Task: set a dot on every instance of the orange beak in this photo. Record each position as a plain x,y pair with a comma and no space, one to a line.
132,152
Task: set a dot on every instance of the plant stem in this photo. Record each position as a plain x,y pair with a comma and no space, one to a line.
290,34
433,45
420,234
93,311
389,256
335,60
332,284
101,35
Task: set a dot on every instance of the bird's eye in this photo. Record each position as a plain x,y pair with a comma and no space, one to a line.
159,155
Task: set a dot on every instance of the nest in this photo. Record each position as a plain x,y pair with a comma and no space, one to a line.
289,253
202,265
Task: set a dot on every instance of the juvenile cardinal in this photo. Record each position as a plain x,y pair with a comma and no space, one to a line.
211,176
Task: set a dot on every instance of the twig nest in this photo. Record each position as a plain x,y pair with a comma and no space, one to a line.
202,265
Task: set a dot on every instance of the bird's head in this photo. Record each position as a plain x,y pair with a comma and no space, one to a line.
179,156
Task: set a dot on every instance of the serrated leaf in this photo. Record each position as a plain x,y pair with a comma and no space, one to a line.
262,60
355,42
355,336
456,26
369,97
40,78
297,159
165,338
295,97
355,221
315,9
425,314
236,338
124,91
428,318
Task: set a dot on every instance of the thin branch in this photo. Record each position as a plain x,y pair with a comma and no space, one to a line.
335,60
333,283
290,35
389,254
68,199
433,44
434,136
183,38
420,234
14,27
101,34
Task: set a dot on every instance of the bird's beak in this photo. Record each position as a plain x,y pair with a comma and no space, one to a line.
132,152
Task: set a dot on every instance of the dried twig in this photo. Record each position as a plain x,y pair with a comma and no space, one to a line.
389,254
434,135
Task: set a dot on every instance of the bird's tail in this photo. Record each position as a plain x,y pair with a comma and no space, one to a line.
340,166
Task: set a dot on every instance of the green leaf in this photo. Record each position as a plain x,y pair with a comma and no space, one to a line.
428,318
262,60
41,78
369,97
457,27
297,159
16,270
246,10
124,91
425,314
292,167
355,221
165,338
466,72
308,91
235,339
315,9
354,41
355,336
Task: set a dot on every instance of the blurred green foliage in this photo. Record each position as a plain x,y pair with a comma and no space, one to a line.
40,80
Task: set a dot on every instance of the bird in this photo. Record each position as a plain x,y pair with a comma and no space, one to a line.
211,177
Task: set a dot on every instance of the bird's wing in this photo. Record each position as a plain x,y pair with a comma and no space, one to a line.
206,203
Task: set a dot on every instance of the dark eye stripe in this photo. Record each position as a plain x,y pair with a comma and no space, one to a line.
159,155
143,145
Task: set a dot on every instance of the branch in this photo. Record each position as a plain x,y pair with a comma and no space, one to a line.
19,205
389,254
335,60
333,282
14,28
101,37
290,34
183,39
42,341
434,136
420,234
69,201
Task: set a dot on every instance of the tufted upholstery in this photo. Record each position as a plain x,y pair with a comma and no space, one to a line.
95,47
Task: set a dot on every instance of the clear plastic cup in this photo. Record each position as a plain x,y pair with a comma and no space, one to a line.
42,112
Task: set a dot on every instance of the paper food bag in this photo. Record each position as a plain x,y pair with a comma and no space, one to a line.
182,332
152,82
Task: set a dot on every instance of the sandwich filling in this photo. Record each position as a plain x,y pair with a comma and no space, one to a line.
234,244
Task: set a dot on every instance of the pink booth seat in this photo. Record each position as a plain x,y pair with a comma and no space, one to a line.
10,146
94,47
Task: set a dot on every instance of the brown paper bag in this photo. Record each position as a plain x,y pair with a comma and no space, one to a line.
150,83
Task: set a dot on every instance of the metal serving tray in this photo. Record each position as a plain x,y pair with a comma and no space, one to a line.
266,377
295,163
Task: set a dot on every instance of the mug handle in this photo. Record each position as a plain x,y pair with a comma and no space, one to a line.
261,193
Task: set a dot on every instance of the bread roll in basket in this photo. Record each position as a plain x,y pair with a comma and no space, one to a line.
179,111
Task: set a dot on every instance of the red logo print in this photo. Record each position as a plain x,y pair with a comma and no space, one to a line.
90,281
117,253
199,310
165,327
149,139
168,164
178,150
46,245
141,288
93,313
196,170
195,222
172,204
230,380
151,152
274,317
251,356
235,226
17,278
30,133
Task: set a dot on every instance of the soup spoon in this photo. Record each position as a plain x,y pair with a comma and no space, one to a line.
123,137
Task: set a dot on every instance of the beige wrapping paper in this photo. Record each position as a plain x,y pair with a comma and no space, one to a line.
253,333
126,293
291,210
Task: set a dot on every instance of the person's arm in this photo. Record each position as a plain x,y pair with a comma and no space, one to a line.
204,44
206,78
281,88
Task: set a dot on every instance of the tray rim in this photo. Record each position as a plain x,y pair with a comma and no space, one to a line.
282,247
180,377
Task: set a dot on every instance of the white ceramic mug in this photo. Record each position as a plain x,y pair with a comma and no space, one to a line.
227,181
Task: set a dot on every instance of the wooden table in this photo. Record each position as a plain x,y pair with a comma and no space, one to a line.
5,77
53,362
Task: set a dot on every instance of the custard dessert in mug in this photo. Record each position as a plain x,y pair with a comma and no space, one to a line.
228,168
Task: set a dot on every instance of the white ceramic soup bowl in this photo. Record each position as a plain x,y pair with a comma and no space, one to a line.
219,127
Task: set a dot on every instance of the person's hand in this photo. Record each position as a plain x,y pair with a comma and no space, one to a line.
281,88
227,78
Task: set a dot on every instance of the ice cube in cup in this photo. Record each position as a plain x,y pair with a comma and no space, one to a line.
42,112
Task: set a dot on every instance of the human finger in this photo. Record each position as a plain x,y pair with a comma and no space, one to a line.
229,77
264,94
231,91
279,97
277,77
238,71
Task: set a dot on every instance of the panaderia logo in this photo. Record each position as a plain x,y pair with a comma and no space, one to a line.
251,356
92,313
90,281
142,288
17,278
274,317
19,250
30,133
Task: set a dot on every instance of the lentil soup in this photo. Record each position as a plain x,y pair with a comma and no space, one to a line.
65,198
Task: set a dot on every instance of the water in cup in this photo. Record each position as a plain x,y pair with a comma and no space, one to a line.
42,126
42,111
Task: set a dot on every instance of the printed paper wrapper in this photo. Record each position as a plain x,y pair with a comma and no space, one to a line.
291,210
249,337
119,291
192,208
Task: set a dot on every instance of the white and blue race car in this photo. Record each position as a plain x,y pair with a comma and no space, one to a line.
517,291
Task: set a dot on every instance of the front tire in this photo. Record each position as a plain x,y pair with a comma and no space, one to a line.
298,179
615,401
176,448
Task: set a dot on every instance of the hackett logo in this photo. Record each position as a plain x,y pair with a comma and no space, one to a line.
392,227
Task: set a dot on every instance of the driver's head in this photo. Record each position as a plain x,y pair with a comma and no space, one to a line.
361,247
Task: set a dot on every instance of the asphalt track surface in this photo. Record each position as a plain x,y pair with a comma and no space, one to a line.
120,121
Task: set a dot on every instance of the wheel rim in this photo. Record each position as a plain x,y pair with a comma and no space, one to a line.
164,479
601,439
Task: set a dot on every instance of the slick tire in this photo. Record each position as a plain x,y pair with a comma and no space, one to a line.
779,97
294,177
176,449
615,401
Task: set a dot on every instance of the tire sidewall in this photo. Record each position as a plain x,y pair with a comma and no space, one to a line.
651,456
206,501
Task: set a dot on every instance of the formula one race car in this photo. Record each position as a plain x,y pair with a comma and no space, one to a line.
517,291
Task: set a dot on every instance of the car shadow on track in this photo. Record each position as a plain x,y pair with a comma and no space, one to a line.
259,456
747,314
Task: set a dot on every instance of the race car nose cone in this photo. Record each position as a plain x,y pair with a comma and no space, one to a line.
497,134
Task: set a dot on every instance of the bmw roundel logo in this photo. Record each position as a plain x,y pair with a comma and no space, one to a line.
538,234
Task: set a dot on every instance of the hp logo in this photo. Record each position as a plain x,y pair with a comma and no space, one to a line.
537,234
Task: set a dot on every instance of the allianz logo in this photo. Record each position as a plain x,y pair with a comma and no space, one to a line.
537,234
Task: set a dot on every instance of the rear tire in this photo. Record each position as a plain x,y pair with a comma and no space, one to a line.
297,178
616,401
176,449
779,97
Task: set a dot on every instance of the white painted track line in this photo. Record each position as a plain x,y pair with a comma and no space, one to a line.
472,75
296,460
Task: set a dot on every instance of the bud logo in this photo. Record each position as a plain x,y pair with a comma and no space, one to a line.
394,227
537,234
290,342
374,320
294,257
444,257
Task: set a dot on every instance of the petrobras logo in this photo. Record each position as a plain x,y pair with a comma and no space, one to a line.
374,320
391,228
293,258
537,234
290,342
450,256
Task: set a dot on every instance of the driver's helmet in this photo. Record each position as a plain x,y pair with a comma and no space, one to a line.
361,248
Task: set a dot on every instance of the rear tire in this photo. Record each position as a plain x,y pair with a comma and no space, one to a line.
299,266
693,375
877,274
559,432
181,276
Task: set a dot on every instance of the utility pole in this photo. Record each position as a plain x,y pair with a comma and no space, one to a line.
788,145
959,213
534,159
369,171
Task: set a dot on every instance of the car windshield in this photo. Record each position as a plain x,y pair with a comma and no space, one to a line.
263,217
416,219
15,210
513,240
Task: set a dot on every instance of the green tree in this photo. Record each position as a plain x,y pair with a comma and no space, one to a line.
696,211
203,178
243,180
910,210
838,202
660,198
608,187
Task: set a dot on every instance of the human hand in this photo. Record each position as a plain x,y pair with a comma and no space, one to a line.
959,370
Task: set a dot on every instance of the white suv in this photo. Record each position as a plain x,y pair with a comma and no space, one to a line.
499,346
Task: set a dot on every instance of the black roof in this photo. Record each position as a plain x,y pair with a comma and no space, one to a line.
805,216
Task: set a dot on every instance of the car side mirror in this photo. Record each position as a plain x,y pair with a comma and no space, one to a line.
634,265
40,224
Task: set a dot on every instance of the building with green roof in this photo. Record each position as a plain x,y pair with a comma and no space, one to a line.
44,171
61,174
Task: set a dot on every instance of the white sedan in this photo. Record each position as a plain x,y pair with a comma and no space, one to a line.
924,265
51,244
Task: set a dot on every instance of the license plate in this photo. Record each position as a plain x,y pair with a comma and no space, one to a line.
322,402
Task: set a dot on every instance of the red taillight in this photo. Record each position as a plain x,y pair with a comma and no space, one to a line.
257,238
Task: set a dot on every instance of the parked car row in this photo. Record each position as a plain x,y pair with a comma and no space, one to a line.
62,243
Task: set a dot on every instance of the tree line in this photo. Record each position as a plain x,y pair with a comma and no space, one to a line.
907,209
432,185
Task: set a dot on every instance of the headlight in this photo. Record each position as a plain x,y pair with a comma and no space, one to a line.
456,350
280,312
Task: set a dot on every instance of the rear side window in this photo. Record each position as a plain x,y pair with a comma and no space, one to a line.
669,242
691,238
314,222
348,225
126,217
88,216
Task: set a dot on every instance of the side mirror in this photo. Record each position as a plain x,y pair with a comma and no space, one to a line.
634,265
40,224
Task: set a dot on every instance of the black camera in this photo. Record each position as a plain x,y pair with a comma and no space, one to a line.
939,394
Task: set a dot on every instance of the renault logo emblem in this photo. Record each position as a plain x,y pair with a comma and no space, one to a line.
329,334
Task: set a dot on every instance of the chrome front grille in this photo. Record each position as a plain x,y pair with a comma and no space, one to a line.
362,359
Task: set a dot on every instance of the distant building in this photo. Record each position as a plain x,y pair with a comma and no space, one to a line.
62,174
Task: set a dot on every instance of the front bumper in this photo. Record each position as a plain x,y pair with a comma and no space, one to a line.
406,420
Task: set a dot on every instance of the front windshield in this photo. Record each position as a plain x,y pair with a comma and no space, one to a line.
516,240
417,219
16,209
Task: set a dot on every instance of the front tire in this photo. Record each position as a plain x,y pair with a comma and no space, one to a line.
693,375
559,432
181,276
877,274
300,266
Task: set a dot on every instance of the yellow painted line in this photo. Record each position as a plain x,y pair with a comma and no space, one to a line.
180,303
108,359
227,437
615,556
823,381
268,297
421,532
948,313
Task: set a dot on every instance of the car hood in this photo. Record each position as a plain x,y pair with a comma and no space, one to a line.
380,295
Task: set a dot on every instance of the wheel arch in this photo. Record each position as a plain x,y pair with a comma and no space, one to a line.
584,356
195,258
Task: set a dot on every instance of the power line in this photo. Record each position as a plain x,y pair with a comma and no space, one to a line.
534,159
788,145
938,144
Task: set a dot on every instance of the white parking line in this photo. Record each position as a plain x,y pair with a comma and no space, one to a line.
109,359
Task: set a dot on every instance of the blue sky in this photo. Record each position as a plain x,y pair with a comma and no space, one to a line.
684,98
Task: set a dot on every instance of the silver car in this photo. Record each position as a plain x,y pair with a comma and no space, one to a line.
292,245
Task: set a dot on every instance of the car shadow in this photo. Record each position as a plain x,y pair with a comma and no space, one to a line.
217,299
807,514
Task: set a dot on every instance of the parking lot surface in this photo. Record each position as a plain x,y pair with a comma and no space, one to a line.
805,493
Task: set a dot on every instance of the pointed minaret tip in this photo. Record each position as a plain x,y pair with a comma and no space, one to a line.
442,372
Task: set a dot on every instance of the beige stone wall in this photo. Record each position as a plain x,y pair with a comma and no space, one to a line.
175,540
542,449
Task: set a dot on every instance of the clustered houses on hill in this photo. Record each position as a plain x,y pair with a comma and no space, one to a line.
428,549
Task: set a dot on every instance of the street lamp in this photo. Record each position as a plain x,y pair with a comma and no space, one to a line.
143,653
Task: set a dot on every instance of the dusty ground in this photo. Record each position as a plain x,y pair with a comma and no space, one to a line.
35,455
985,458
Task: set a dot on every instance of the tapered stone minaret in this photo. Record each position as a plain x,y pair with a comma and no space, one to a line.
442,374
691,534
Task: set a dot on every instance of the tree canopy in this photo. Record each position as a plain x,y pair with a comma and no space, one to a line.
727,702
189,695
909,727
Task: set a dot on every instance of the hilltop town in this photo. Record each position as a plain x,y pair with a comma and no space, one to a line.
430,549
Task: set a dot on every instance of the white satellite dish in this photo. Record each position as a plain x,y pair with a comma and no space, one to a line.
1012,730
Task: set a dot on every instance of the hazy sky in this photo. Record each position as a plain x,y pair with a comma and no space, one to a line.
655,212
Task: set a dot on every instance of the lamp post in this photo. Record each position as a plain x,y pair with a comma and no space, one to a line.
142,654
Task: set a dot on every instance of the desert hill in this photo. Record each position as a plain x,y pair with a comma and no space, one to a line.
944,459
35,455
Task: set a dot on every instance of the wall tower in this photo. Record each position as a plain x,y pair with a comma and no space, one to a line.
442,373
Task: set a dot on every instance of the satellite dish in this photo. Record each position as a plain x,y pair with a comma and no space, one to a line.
◆ ◆ ◆
**What you will do:** Only the lines from the one that contains "Task: set a dot on every instance of the dusty" through the last line should be repeated, each exactly as it stands, with both ends included.

**Task solution:**
Task: set a dot on every instance of the dusty ground in this photo. Record each position as a plain x,y pair with a comma and no space, one to a line.
35,455
985,458
Task: set a dot on every instance of the tapered stone minaret in this photo. Record each position as a plain x,y pair with a comma and no space, one to a line.
442,374
691,534
Task: set a dot on every instance of the tree canopy in this photo. Record each position as a plain x,y pair with a comma and no space, one to a line.
727,702
189,695
909,727
Task: set a dot on every instance of the hilltop town in this photo. Record each position as a plain x,y pair with a comma and no space, one to a line.
430,549
Task: set a dot on every instance of the white satellite dish in this photo. Record each position as a plain x,y pair with a comma and no space, one to a line.
1012,730
Task: set a dot on every instance of the hazy sky in this photo. Record each position as a plain x,y pair with a comma and no space, one to a line.
655,212
Task: set a dot on every instance of the lamp post in this photo. Record each position as a plain x,y pair with a comma and no space, one to a line.
142,654
Task: set a dot on every instance of the desert hill in this photo. Record each position as a plain x,y pair with a comma and no space, one to a line.
944,459
35,455
Task: set a dot on every instance of the wall tower in this photo. Record each position as a plain x,y pair with a comma and no space, one to a line.
442,373
Task: set a dot on every instance of the satellite dish in this photo. Record each position as a plain x,y pair with a comma and no space, one to a line.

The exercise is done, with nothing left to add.